*What you will do*: Rewrite each line of the listing below as an item in a numbered list, skipping blank lines. Leave the pictures out of your answer.

Point annotations for photos
● ● ● ● ● ● ●

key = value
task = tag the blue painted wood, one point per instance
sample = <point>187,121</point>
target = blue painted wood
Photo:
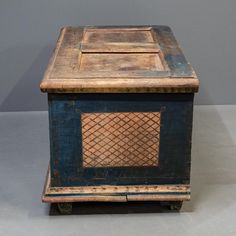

● ● ● ● ● ● ●

*Exercise output*:
1. key = value
2. task = tag the blue painted wood, one point per instance
3. sample = <point>187,121</point>
4. target = blue painted wood
5. Photo:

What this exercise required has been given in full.